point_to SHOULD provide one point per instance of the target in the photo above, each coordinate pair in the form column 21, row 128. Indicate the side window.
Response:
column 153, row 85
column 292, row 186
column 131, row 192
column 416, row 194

* * *

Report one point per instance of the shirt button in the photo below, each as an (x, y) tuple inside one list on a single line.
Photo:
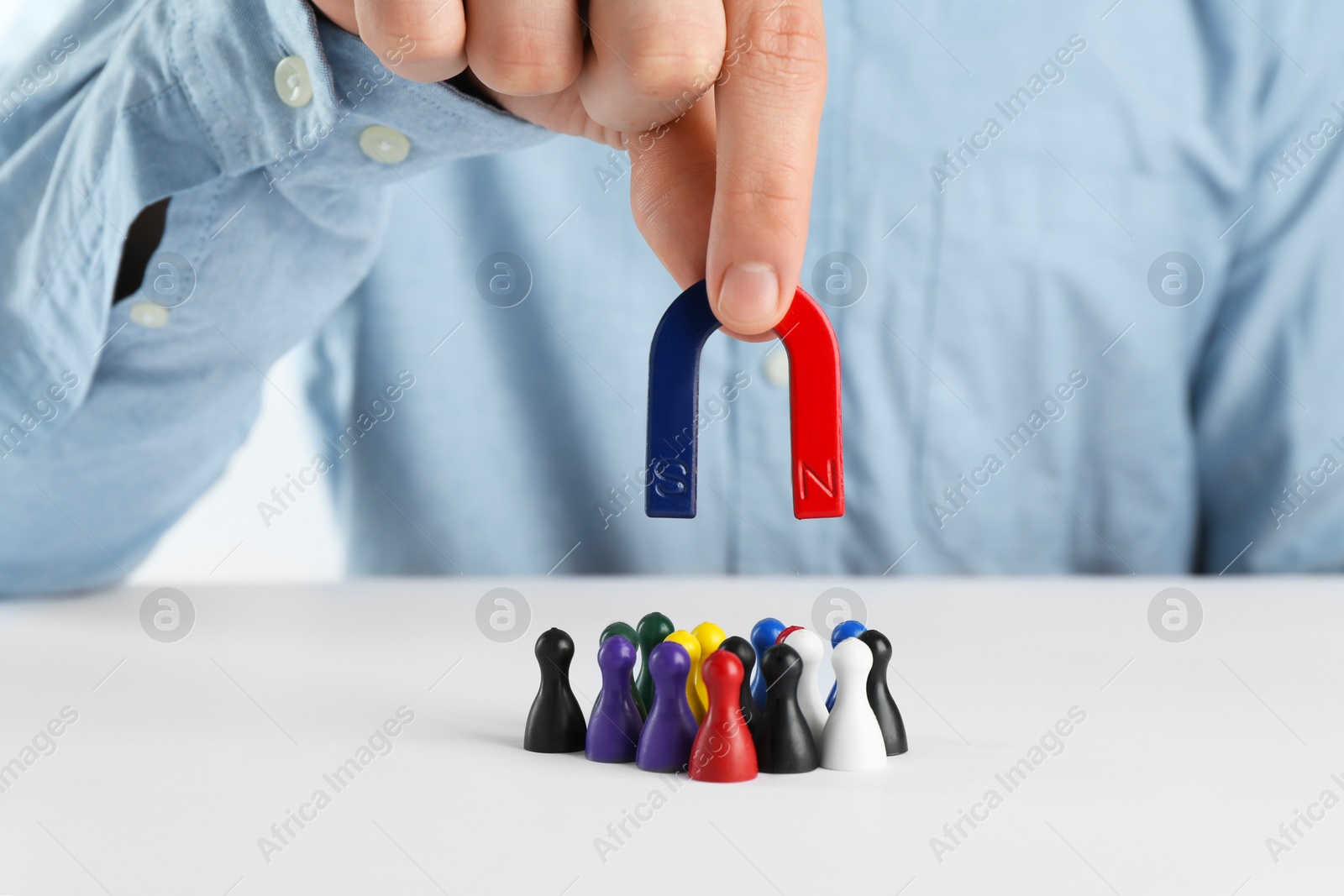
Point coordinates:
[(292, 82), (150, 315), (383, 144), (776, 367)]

**AIM OF THE EXERCISE:** Among the records, find all lines that include the string "instance" and return them.

**WRITTEN ANSWER:**
point_to SHOULD provide one point per instance of the target in the photo above, each coordinate pair in the form column 21, row 128. Indicate the side window.
Report one point per instance of the shirt button in the photo below, each as an (x, y) tuple inside one list on a single line.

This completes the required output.